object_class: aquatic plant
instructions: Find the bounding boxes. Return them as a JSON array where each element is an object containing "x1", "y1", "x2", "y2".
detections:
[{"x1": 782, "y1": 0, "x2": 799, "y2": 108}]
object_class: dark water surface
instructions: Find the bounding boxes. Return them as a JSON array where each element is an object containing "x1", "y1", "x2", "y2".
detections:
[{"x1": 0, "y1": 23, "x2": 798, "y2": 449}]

####

▸ Directions
Please reproduce the whole listing exactly, omitting no line.

▸ Answer section
object_class: aquatic plant
instructions: Find the bounding boxes. Return them as a JSON array where each element is an object containing "x1", "y1", "x2", "y2".
detections:
[{"x1": 782, "y1": 0, "x2": 799, "y2": 108}]
object_class: dark water surface
instructions: Find the bounding boxes. Return them as a JSON array where each element is an object containing "x1", "y1", "x2", "y2".
detections:
[{"x1": 0, "y1": 23, "x2": 798, "y2": 449}]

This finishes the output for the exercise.